(Dataset entries)
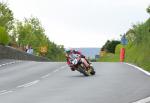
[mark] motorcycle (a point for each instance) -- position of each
(82, 65)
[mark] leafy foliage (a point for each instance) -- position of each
(4, 37)
(110, 46)
(6, 17)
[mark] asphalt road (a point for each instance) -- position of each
(51, 82)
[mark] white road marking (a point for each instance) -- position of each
(6, 92)
(28, 84)
(3, 91)
(146, 72)
(45, 76)
(146, 100)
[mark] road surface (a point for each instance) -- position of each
(52, 82)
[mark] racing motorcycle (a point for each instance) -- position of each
(82, 65)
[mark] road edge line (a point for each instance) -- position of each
(142, 70)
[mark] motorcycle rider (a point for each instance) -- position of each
(72, 51)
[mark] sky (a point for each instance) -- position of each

▶ Task goal
Every line above should be returned word for word, with the pictures left behind.

▶ Written solution
[mark] motorcycle (a point for each instance) -- position of each
(82, 65)
[mark] leafy foliage (a point for each instance) -- position of each
(4, 37)
(110, 46)
(6, 17)
[mark] asphalt road (a point for each instance) -- position of each
(51, 82)
[mark] white road marking (a point for each instance) -- position of each
(6, 92)
(28, 84)
(3, 91)
(146, 72)
(45, 76)
(146, 100)
[mark] road surface (a point for each instance) -- position of each
(52, 82)
[mark] racing motorcycle (a point for each instance) -- position of each
(82, 65)
[mark] road edge line (a point for each instance) -- position of each
(142, 70)
[mark] motorcycle rider (a point for each instance) -- position of each
(72, 51)
[mark] sky (a point for each instance) -- position of each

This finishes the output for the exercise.